WHAT YOU WILL DO: Word for word, copy the data that follows and skip its pictures.
**** SOURCE RECORDS ****
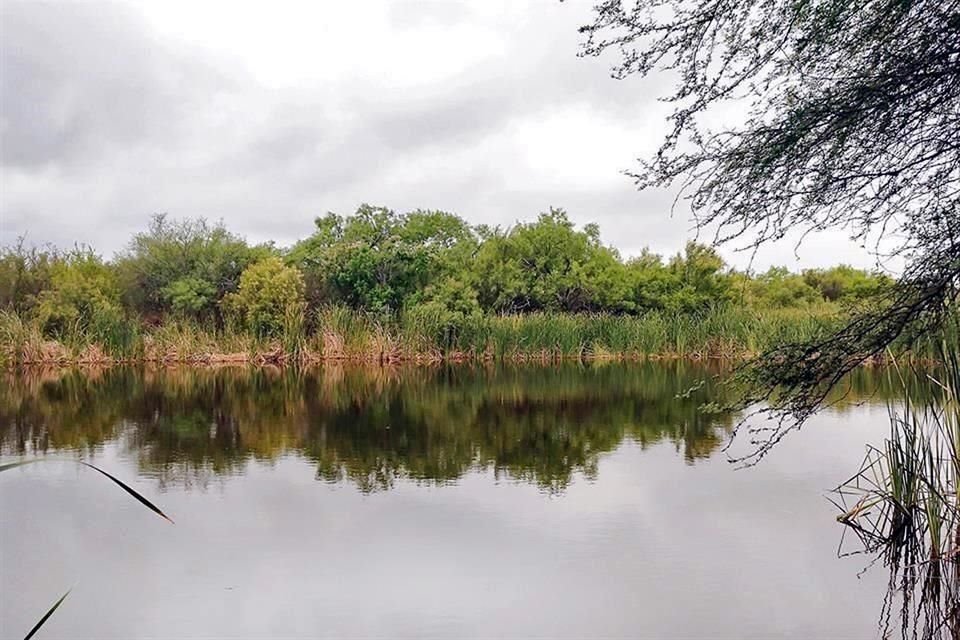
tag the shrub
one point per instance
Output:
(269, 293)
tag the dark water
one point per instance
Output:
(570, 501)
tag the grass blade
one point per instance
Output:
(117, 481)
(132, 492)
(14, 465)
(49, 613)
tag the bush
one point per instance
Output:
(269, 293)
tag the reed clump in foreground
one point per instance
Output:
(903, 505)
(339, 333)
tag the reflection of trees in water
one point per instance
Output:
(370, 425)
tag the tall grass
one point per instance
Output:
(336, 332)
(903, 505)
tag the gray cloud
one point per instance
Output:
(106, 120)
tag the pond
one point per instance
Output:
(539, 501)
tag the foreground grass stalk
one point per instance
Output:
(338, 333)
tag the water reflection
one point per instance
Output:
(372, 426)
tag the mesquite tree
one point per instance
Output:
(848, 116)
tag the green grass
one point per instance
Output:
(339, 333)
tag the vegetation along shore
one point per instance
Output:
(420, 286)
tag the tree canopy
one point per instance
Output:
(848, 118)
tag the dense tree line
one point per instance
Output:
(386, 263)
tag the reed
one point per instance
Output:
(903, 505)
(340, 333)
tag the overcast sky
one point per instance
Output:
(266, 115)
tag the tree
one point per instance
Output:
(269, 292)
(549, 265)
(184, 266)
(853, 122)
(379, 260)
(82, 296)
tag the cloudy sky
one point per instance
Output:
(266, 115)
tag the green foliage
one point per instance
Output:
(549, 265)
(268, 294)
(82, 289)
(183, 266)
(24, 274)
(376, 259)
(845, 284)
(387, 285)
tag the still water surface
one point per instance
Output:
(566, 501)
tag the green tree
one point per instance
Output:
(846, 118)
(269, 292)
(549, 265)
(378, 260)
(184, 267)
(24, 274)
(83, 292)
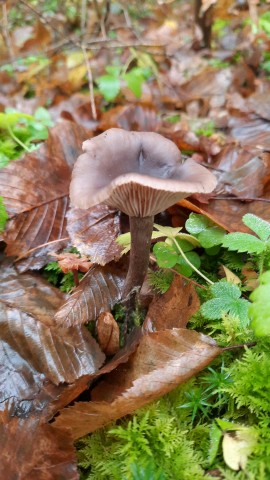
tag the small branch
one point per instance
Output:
****
EXERCISE OUTPUT:
tag the shrub
one point per instance
Output:
(269, 293)
tag the dark water
one point per instance
Output:
(570, 501)
tag the grass blade
one point per instance
Output:
(117, 481)
(132, 492)
(14, 465)
(49, 613)
tag the bush
one point per instance
Output:
(269, 293)
tag the reed clump in foreground
one point per instance
Output:
(903, 505)
(339, 333)
tag the reflection of trees in water
one point per instance
Output:
(370, 425)
tag the tall grass
one point per instance
Output:
(336, 332)
(903, 505)
tag the gray cloud
one point per instance
Output:
(106, 120)
tag the pond
one point per instance
Output:
(539, 501)
tag the foreground grass stalk
one point per instance
Output:
(338, 333)
tag the water reflection
one point per instance
Output:
(372, 426)
tag the mesquite tree
one point per instance
Output:
(848, 116)
tag the green grass
one point per instance
Output:
(339, 333)
tag the vegetation along shore
one point per instance
Output:
(420, 286)
tag the tree canopy
one point per instance
Output:
(848, 118)
tag the dense tree line
one point per instance
Output:
(386, 263)
tag the reed
one point per instance
Output:
(903, 505)
(340, 333)
tag the overcast sky
one point per instance
Output:
(266, 115)
tag the tree
one point per instance
Output:
(269, 292)
(549, 265)
(184, 266)
(853, 122)
(379, 260)
(82, 296)
tag the cloudy sky
one point per instance
Output:
(266, 115)
tag the green foliage
one point per instance
Output:
(549, 265)
(268, 294)
(82, 289)
(183, 266)
(24, 274)
(376, 259)
(845, 284)
(387, 285)
tag the still water surface
one point per instance
Output:
(566, 501)
tag the green tree
one point per instance
Output:
(846, 118)
(269, 292)
(549, 265)
(378, 260)
(184, 267)
(24, 274)
(83, 292)
tag the small branch
one point per instance
Output:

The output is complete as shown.